▶ **Quelltext**:
--*--

Leitsatz (amtlich)
Im Rahmen der Wertermittlung für die Vollstreckungsabwehrklage (§ 767 ZPO) sind Zinsen nur dann als Nebenforderungen i.S.v. § 43 Abs. 1 GKG einzustufen, wenn sie sich aus dem anhängigen Teil des - mit der Klage negierten - Hauptanspruchs errechnen. Dagegen stellen Zinsen, die einen bereits unstreitig beglichenen und daher nicht anhängig gewordenen Teil des Hauptanspruchs betreffen, eine Hauptforderung dar und sind daher bei der Berechnung des (Gebühren-) Streitwerts zu berücksichtigen.
Verfahrensgang
LG Stuttgart (Beschluss vom 04.08.2006; Aktenzeichen 9 O 255/06) |
Tenor
Auf die befristete Streitwertbeschwerde des Prozessbevollmächtigten des Klägers wird der Streitwertbeschluss des LG Stuttgart vom 4.8.2006 in Gestalt des Teilabhilfebeschlusses vom 25.9.2006 - 9 O 255/06 - wie folgt abgeändert:
Der Gebührenstreitwert wird auf insgesamt 30.949,72 EUR festgesetzt.

--*--

▶ **Datenzeilen**:
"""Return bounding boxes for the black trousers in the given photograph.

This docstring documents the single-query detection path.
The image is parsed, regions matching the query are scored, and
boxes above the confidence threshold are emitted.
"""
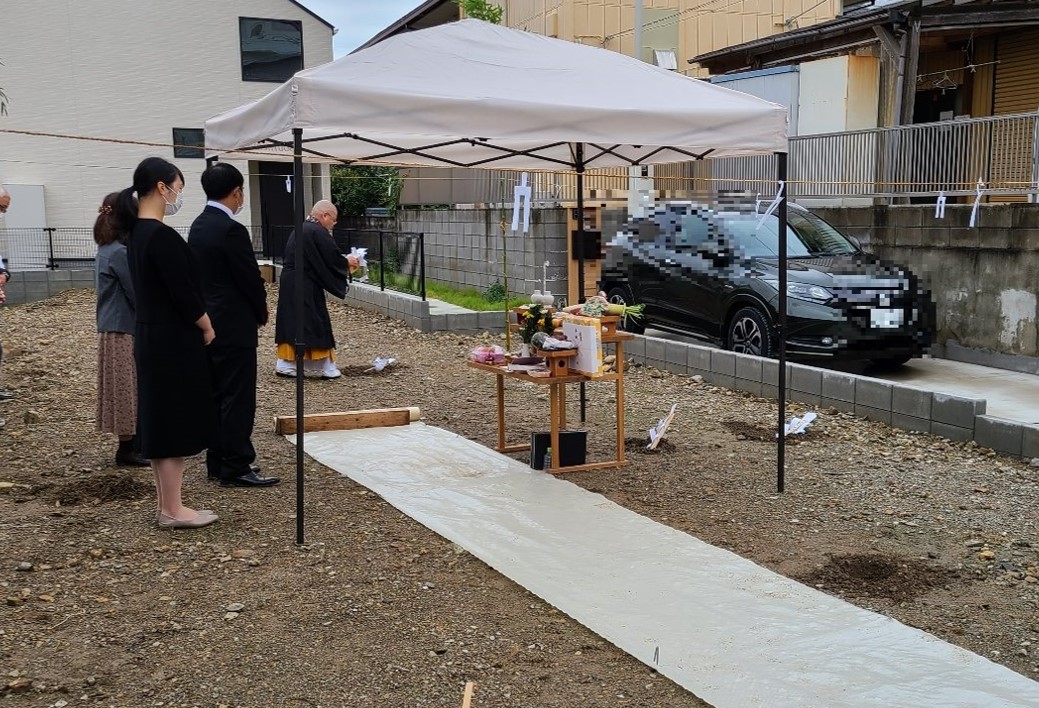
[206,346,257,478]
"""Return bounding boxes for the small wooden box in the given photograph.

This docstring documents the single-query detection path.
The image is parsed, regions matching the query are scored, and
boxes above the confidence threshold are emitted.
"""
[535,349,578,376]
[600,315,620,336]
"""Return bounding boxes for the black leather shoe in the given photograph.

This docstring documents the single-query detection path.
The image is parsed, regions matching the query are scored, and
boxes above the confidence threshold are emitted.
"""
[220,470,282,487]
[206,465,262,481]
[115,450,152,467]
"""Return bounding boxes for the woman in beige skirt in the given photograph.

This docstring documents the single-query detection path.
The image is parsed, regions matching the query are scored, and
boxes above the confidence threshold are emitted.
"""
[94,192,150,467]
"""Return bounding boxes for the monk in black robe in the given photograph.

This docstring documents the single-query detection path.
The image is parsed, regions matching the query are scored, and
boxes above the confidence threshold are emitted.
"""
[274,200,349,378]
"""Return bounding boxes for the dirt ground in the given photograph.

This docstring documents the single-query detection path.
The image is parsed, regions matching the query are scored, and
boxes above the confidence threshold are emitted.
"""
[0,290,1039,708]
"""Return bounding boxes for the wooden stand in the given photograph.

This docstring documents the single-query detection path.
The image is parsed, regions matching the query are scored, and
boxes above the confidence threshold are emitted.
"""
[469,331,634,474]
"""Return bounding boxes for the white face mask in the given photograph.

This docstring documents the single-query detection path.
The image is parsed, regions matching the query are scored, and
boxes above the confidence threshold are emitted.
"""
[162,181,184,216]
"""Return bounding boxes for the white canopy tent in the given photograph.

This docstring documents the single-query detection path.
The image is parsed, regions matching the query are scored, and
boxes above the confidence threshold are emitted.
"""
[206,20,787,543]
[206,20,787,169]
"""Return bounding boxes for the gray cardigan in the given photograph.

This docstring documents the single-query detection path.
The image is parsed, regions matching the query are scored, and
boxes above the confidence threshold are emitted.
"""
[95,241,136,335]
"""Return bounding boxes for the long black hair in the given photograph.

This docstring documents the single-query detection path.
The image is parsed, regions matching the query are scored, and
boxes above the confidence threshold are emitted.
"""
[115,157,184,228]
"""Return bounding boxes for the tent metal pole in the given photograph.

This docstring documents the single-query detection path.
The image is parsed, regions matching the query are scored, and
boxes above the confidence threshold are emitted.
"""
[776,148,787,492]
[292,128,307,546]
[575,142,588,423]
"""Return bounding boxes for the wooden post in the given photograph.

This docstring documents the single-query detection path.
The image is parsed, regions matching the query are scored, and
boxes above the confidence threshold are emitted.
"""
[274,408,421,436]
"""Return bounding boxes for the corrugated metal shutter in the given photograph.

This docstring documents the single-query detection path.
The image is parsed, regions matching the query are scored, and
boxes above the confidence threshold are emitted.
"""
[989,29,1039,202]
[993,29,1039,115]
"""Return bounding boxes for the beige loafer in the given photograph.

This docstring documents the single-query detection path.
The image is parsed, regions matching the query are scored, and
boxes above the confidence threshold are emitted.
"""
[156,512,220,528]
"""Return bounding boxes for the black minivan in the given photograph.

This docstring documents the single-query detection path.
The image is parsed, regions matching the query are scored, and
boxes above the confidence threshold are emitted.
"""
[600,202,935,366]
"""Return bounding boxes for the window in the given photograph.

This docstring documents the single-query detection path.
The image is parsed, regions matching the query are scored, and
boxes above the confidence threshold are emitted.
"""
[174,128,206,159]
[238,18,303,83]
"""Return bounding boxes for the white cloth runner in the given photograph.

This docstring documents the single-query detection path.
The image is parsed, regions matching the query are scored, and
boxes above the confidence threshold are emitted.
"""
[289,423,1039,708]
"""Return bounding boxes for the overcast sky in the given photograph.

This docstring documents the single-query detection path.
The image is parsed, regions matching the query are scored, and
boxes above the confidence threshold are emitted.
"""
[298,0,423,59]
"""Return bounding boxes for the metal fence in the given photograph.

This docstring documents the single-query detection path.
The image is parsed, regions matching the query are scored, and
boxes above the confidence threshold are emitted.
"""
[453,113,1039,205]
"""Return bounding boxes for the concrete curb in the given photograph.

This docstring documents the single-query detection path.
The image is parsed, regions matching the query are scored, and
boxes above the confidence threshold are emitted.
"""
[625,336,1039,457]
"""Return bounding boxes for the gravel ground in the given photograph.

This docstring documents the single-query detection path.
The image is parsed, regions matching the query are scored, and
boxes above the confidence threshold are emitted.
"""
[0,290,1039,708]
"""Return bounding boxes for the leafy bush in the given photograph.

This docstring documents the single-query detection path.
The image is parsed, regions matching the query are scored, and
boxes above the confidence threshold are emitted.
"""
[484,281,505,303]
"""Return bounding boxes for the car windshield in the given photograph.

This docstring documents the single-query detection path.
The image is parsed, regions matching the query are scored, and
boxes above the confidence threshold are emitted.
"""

--*--

▶ **Schriftliche Aufgabe A**:
Beantworte anhand des Quelltexts folgende Fragen:
(i) Welches Gericht hat den Streitwertbeschluss vom 04.08.2006 erlassen, und welches Aktenzeichen trägt er?
(ii) Unter welcher Voraussetzung sind Zinsen laut Leitsatz als Nebenforderungen i.S.v. § 43 Abs. 1 GKG einzustufen?
(iii) Auf welchen Betrag wird der Gebührenstreitwert insgesamt festgesetzt?
▶ **Schriftliche Aufgabe B**: Gib einen Abschnitt aus dem Quelltext wortgetreu wieder. Setze bei den Worten "Im Rahmen der" ein und höre nach "30.949,72 EUR festgesetzt." auf.

▶ **Ausgabe A**:
(i) Das LG Stuttgart, Aktenzeichen 9 O 255/06.
(ii) Wenn sie sich aus dem anhängigen Teil des mit der Klage negierten Hauptanspruchs errechnen.
(iii) Auf 30.949,72 EUR.

▶ **Ausgabe B**:
Im Rahmen der Wertermittlung für die Vollstreckungsabwehrklage (§ 767 ZPO) sind Zinsen nur dann als Nebenforderungen i.S.v. § 43 Abs. 1 GKG einzustufen, wenn sie sich aus dem anhängigen Teil des - mit der Klage negierten - Hauptanspruchs errechnen. Dagegen stellen Zinsen, die einen bereits unstreitig beglichenen und daher nicht anhängig gewordenen Teil des Hauptanspruchs betreffen, eine Hauptforderung dar und sind daher bei der Berechnung des (Gebühren-) Streitwerts zu berücksichtigen.
Verfahrensgang
LG Stuttgart (Beschluss vom 04.08.2006; Aktenzeichen 9 O 255/06) |
Tenor
Auf die befristete Streitwertbeschwerde des Prozessbevollmächtigten des Klägers wird der Streitwertbeschluss des LG Stuttgart vom 4.8.2006 in Gestalt des Teilabhilfebeschlusses vom 25.9.2006 - 9 O 255/06 - wie folgt abgeändert:
Der Gebührenstreitwert wird auf insgesamt 30.949,72 EUR festgesetzt.